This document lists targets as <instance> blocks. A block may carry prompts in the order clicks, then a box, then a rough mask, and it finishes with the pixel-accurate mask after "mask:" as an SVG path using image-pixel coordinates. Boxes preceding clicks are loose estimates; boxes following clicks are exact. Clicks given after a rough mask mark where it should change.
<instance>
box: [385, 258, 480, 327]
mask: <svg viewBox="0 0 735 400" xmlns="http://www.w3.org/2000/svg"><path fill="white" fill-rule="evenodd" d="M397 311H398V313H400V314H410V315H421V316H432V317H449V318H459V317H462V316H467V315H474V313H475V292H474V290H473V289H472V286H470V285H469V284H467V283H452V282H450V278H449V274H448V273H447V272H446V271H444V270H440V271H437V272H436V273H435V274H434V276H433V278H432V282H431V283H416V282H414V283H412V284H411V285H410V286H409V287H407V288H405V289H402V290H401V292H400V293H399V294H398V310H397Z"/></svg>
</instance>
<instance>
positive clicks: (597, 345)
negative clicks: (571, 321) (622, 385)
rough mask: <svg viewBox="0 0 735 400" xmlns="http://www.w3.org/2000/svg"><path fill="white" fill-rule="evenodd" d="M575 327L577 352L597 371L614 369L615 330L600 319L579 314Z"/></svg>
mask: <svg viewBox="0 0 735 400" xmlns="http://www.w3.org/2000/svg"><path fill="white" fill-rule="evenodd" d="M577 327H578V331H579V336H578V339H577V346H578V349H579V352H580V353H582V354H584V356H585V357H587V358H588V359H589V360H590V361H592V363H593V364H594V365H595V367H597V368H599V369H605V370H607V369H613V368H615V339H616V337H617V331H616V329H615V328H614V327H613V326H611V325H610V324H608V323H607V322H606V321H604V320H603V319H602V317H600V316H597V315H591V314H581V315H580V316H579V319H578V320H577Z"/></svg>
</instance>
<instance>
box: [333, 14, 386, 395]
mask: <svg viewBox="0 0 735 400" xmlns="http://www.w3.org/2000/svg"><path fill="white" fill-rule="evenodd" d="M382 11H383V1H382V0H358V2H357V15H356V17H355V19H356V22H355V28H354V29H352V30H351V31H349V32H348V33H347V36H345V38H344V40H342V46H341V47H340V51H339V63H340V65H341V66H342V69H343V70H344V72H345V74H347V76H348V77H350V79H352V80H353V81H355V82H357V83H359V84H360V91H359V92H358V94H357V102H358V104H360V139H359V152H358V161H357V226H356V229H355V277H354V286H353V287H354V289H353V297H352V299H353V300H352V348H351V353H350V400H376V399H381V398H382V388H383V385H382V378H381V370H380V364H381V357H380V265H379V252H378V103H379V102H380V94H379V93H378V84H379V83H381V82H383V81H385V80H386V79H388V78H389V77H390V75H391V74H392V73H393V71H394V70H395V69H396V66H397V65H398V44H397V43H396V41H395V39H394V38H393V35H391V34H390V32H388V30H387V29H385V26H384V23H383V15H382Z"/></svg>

--

All the entries should be written out again precisely.

This document lists targets as <instance> blocks. A block may carry prompts in the order clicks, then a box, then a rough mask, and it finishes with the pixel-accurate mask after "mask:" as an SVG path using image-pixel coordinates. Boxes preceding clicks are loose estimates; boxes following clicks are exact. Clicks given after a rough mask mark where it should change.
<instance>
box: [385, 258, 480, 327]
mask: <svg viewBox="0 0 735 400" xmlns="http://www.w3.org/2000/svg"><path fill="white" fill-rule="evenodd" d="M397 311H398V313H400V314H410V315H421V316H432V317H449V318H459V317H462V316H467V315H474V313H475V292H474V290H473V289H472V286H470V285H469V284H467V283H452V282H450V278H449V274H448V273H447V272H446V271H444V270H440V271H437V272H436V273H435V274H434V276H433V278H432V282H431V283H416V282H414V283H412V284H411V285H410V286H409V287H407V288H405V289H402V290H401V292H400V293H399V294H398V310H397Z"/></svg>
</instance>
<instance>
positive clicks: (597, 345)
negative clicks: (571, 321) (622, 385)
rough mask: <svg viewBox="0 0 735 400" xmlns="http://www.w3.org/2000/svg"><path fill="white" fill-rule="evenodd" d="M575 327L577 352L597 371L614 369L615 330L600 319L579 314Z"/></svg>
mask: <svg viewBox="0 0 735 400" xmlns="http://www.w3.org/2000/svg"><path fill="white" fill-rule="evenodd" d="M577 327H578V331H579V336H578V339H577V346H578V349H579V352H580V353H582V354H584V356H585V357H587V358H588V359H589V360H590V361H592V363H593V364H594V365H595V367H597V368H599V369H605V370H607V369H613V368H615V339H616V337H617V331H616V329H615V328H614V327H613V326H611V325H610V324H608V323H607V322H606V321H604V320H603V319H602V317H600V316H597V315H591V314H581V315H580V316H579V319H578V320H577Z"/></svg>
</instance>
<instance>
box: [333, 14, 386, 395]
mask: <svg viewBox="0 0 735 400" xmlns="http://www.w3.org/2000/svg"><path fill="white" fill-rule="evenodd" d="M382 11H383V1H382V0H358V2H357V15H356V17H355V19H356V22H355V28H354V29H352V30H351V31H349V32H348V33H347V36H345V38H344V40H342V46H341V47H340V51H339V63H340V65H341V66H342V69H343V70H344V72H345V74H347V76H348V77H350V79H352V80H353V81H355V82H357V83H359V84H360V91H359V92H358V94H357V102H358V104H360V139H359V152H358V161H357V226H356V229H355V277H354V286H353V287H354V289H353V297H352V299H353V300H352V348H351V353H350V400H376V399H381V398H382V388H383V385H382V378H381V370H380V364H381V357H380V265H379V252H378V103H379V102H380V94H379V93H378V84H379V83H381V82H383V81H385V80H386V79H388V78H389V77H390V75H391V74H392V73H393V71H394V70H395V69H396V66H397V65H398V44H397V43H396V41H395V39H394V38H393V35H391V34H390V32H388V30H387V29H385V26H384V23H383V15H382Z"/></svg>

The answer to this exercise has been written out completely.